» TAREAS Y EJERCICIOS:
a - Reproduce sin alteraciones el fragmento del texto sobre la laicidad que va desde "Antxon Lafont Mendizabal" hasta "celeste y terrestre.".
b - Enumera los adjetivos con los que la última oración del texto sobre la laicidad califica el poder del que resultaban las situaciones de gobernanza.

» SECCIÓN DEL DOCUMENTO:
# # # # # # #
Antxon Lafont Mendizabal
Peatón

Laicidad

«Si Calvino y Lutero vivieron en el principio del «tal país, tal religión» los desplazamientos masi-vos de población «complican el mapa de las religiones» en el mundo. La laicidad, por su noción de tolerancia, es la garantía no solo de la convivencia pacífica pero, también paradójicamente para algunos, de la permanencia del matiz espiritual.»

Las páginas del libro de la Historia Antigua están plagadas de testimonios de amalgamas de carácter religioso y político que correspondían a situaciones de gobernanza resultantes de un poder teológico y político, sagrado y profano, celeste y terrestre.
# # # # # # #
» REGISTROS ALMACENADOS:
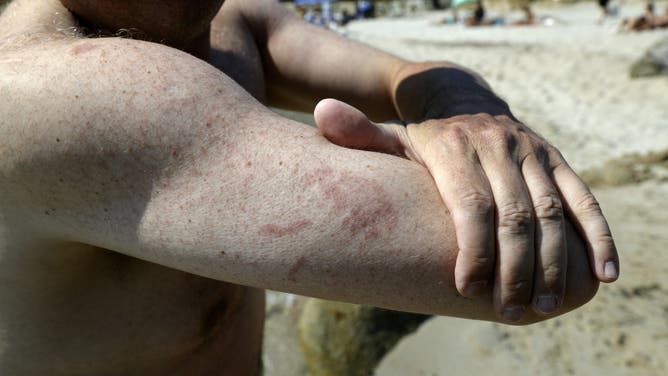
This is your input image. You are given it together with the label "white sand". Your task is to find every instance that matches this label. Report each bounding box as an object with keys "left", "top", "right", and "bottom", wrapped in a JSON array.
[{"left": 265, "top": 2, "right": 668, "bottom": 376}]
# # # # # # #
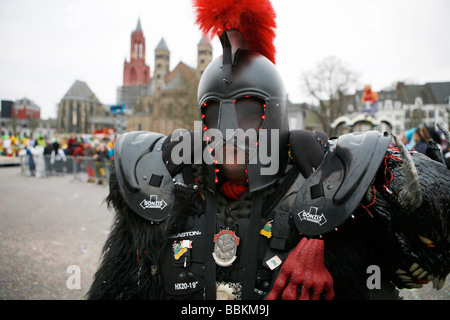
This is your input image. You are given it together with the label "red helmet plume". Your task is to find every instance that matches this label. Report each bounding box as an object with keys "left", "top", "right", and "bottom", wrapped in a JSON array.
# # # # # # #
» RESPUESTAS POR TAREA:
a -
Antxon Lafont Mendizabal
Peatón

Laicidad

«Si Calvino y Lutero vivieron en el principio del «tal país, tal religión» los desplazamientos masi-vos de población «complican el mapa de las religiones» en el mundo. La laicidad, por su noción de tolerancia, es la garantía no solo de la convivencia pacífica pero, también paradójicamente para algunos, de la permanencia del matiz espiritual.»

Las páginas del libro de la Historia Antigua están plagadas de testimonios de amalgamas de carácter religioso y político que correspondían a situaciones de gobernanza resultantes de un poder teológico y político, sagrado y profano, celeste y terrestre.

b - teológico, político, sagrado, profano, celeste, terrestre